READING TEXT Start Marker

I once saw a 350lb ratchet dressed in a t-shirt, no bra with boobs hanging under her arms, pj bottoms, dollar store bedroom slippers and hair that looked like a nest of rats were hidden in it. She had about 4 little sockets in tow who were yelling to one another down the aisles like they were at home. Big daddy boo pull handle was no where to be found.
 
On Black Friday 2014 I somehow let my wife talk me into going with her to Walmart. There were two BIG women, each one in one of them electric cart jobs that are there for those who need one. These BIG OL WOMEN were at the jewelry counter ramming each other head on over and over, yellin and screamin back and forth at each other. I stood there watching along with about a gazillion other folks for about 10 minutes. When it was all over, Security came and escorted both women off to where ever they went. One of the motorized scooters had a loud whining noise when they left and the other one had a lobbing roll like one of the wheels was broken. Sadly I left my cell phone at home so I wouldn't have to worry about losing it or having it stolen.


True story, 2 years ago on black Friday, I went "bargain" shopping with lil mama. While we were there I decided that we were screwed and weren't going to get anything that they had on sale (sell,sail) that we wanted. Much to my surprise, with lil mama on my heals with a buggy, I noticed all the people (mostly trailer park) women fighting over stuff, leaving their almost full buggy unattended, with most of the stuff that we were there for in them. Well after a few minutes of observation, I decided to start start shopping, and got everything we wanted and even a few things that we didn't know we wanted.
 
Good god almighty I know who you are talking about! Bald headed black guy! Always at either Ashley Park or the Walmart. My father trained at local gyms here, and new the guy and apparently he's some ex-mil guy gone Carrot Top. Lol.
Lmao! Yep, that's him.

READING TEXT End Marker
INPUT DATA Start Marker

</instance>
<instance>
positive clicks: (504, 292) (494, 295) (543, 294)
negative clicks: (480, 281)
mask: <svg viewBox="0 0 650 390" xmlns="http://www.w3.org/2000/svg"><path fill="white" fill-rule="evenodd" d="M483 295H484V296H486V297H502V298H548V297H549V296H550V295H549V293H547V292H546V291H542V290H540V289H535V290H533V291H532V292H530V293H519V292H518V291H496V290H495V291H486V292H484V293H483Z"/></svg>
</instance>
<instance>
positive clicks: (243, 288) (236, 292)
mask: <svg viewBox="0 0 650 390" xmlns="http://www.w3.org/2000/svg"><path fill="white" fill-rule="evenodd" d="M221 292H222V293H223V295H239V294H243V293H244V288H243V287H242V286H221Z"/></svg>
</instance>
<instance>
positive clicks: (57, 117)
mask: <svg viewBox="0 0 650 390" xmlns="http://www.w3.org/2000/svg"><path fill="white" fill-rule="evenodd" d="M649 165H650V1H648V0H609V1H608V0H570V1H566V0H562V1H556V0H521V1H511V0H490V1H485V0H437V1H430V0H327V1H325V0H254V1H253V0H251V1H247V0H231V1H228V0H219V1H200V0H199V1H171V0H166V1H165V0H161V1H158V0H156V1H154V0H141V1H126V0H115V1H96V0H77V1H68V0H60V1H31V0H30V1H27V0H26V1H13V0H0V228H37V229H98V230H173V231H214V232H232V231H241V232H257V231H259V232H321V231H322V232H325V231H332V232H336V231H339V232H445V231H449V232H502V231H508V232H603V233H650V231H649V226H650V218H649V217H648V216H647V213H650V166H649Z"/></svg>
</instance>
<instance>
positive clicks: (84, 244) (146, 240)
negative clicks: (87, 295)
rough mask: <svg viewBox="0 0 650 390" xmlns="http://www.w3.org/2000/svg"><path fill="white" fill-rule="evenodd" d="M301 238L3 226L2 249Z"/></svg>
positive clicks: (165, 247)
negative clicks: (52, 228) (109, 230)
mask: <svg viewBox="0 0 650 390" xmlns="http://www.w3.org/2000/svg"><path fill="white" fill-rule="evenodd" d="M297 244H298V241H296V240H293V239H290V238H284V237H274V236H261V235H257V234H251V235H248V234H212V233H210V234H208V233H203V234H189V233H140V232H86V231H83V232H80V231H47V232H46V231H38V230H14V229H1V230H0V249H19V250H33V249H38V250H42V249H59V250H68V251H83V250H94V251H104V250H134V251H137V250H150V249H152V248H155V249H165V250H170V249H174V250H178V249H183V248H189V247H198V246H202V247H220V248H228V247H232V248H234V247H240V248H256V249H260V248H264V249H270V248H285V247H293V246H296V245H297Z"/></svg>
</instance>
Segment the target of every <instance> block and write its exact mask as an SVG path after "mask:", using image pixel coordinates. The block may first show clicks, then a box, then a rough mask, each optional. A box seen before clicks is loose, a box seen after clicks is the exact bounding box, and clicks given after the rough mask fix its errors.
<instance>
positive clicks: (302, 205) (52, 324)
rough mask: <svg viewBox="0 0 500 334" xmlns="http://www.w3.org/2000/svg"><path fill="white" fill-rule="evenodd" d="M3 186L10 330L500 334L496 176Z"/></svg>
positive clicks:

INPUT DATA End Marker

**ACTIVITY A:**
Transcribe the part of the Walmart stories that opens with the words containing "On Black Friday 2014" and closes with "having it stolen.".
**ACTIVITY B:**
Pull out each line of the records that contains the string "clicks", copying those lines unchanged.

**EXPECTED ANSWER A:**
On Black Friday 2014 I somehow let my wife talk me into going with her to Walmart. There were two BIG women, each one in one of them electric cart jobs that are there for those who need one. These BIG OL WOMEN were at the jewelry counter ramming each other head on over and over, yellin and screamin back and forth at each other. I stood there watching along with about a gazillion other folks for about 10 minutes. When it was all over, Security came and escorted both women off to where ever they went. One of the motorized scooters had a loud whining noise when they left and the other one had a lobbing roll like one of the wheels was broken. Sadly I left my cell phone at home so I wouldn't have to worry about losing it or having it stolen.

**EXPECTED ANSWER B:**
positive clicks: (504, 292) (494, 295) (543, 294)
negative clicks: (480, 281)
positive clicks: (243, 288) (236, 292)
positive clicks: (57, 117)
positive clicks: (84, 244) (146, 240)
negative clicks: (87, 295)
positive clicks: (165, 247)
negative clicks: (52, 228) (109, 230)
Segment the target of every <instance> block and write its exact mask as an SVG path after "mask:", using image pixel coordinates. The block may first show clicks, then a box, then a rough mask, each optional. A box seen before clicks is loose, a box seen after clicks is the exact bounding box, and clicks given after the rough mask fix its errors.
positive clicks: (302, 205) (52, 324)
positive clicks:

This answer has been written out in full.